Copy out the lines from the line with "Spot the rear reflector" to the line with "[[45, 120]]", replacing "pin" with "marker" wherever it occurs and leaving everything else unchanged.

-- SUPPLIED DATA start --

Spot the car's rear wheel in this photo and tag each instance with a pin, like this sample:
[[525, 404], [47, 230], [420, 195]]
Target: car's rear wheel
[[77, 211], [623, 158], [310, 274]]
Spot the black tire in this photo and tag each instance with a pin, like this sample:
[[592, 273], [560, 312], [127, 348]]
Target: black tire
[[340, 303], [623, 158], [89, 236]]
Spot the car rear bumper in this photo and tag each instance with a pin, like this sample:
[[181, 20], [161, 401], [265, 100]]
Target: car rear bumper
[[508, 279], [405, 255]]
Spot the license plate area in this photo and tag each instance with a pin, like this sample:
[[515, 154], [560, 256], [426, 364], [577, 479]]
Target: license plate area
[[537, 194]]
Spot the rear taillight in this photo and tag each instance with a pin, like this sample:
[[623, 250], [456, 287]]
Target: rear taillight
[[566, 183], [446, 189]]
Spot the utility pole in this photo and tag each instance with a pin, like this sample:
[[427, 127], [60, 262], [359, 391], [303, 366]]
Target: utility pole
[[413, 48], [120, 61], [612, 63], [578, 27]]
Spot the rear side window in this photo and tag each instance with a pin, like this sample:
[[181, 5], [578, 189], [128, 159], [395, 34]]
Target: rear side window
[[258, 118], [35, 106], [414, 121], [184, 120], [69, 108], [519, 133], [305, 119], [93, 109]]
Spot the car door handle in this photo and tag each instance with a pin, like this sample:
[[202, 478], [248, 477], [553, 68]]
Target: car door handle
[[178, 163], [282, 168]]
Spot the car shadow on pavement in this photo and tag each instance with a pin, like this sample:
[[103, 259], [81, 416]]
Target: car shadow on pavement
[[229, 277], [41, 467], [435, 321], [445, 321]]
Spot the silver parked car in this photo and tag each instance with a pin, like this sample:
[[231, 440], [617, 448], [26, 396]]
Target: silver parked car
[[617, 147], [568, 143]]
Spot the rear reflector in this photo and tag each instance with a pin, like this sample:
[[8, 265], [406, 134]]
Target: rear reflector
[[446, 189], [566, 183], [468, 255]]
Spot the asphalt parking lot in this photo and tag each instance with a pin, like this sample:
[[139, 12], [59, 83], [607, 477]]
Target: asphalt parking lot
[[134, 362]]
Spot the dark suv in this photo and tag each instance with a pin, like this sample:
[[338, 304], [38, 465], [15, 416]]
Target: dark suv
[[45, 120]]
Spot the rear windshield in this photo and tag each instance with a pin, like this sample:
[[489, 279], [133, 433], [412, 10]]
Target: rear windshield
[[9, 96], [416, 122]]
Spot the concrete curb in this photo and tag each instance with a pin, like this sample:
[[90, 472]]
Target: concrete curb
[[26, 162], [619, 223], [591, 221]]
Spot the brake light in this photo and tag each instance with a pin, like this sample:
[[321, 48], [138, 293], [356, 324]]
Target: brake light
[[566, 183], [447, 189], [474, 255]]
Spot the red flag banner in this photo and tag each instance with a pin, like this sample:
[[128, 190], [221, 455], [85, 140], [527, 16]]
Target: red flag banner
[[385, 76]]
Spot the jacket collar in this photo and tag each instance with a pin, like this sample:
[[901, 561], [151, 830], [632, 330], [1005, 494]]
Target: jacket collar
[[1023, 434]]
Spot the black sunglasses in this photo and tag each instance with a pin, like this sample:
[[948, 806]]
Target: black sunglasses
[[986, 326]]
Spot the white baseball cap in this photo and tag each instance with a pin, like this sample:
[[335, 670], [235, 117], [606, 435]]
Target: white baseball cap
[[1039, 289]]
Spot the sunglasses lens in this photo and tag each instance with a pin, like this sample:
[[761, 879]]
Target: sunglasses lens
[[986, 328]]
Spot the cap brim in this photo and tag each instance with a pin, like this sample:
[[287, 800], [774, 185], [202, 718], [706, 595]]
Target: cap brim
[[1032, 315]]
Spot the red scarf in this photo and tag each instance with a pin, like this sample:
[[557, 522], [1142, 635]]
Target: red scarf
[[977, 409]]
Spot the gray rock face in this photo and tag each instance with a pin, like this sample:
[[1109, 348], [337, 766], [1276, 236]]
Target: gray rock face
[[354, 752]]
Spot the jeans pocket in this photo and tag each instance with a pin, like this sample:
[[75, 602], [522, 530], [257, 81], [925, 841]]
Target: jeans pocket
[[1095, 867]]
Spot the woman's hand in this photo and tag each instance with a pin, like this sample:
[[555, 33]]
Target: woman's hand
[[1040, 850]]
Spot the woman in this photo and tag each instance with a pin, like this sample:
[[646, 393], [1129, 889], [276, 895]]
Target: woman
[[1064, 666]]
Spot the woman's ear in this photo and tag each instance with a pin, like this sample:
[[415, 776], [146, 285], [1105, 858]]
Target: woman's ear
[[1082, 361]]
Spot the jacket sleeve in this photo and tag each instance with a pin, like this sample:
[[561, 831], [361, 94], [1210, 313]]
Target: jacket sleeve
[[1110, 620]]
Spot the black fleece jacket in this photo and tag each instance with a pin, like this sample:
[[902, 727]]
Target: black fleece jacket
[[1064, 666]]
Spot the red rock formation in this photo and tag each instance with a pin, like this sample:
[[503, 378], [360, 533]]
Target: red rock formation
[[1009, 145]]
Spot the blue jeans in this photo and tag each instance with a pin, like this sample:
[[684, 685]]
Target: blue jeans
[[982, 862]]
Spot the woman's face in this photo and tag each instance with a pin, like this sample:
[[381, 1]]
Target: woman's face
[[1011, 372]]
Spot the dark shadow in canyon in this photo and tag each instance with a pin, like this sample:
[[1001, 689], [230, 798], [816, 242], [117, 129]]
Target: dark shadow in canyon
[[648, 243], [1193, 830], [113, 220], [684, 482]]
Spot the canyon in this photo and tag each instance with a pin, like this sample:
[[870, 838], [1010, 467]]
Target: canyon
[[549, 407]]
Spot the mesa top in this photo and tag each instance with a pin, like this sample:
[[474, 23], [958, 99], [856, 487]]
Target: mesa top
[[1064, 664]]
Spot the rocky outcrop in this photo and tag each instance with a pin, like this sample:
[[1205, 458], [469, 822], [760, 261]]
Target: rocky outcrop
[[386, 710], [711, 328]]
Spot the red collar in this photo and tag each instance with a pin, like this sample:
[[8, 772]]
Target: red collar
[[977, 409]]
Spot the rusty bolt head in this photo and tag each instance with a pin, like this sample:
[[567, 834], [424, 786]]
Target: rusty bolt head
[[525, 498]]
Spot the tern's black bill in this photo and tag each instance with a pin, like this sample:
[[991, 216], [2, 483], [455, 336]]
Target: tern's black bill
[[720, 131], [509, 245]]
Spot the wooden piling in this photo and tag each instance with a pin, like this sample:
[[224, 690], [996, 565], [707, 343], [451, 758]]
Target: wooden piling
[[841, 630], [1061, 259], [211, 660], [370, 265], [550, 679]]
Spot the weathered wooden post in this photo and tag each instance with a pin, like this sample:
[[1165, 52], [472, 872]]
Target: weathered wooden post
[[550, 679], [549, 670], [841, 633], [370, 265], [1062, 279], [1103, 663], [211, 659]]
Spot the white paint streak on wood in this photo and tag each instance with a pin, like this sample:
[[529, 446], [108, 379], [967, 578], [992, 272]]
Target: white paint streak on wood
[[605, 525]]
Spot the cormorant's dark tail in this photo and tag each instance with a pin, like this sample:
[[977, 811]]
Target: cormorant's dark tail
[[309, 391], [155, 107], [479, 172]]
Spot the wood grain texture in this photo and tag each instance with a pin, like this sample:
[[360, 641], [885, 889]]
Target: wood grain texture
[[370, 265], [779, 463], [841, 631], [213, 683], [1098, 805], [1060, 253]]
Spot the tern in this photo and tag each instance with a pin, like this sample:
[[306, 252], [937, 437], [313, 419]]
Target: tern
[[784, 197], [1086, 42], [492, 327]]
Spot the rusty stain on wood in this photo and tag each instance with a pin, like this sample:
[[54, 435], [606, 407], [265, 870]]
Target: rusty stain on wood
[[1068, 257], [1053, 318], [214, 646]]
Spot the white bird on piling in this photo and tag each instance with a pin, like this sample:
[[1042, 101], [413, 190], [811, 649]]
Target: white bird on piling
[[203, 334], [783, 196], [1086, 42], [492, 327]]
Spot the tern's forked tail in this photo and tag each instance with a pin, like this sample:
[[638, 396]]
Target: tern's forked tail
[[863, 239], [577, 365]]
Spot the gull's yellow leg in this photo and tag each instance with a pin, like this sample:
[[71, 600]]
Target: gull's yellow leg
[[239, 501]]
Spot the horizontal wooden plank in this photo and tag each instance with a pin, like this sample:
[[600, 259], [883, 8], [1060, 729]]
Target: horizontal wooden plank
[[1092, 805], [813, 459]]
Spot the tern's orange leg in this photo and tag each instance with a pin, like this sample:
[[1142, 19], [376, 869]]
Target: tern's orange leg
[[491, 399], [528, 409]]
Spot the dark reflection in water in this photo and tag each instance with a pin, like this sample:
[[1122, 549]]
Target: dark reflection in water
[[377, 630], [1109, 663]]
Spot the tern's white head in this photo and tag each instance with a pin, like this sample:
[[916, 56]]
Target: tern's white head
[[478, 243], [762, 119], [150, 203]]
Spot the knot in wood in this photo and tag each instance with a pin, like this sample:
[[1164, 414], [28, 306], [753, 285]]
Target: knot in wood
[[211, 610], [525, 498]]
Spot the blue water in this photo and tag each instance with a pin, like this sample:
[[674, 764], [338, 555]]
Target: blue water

-- SUPPLIED DATA end --

RESULT OF THE TASK
Spot the rear reflector in this photo and tag each instance with a marker, like this sample:
[[8, 265], [406, 134]]
Target: rear reflector
[[446, 189], [566, 183], [468, 255]]
Spot the asphalt parking lot in this photo and tag each instance with a marker, like this sample:
[[139, 12], [59, 83], [607, 477]]
Target: asphalt parking lot
[[134, 362]]
Spot the dark suv in this photo and tag each instance with a marker, like this sample:
[[338, 304], [38, 465], [15, 416]]
Target: dark suv
[[45, 120]]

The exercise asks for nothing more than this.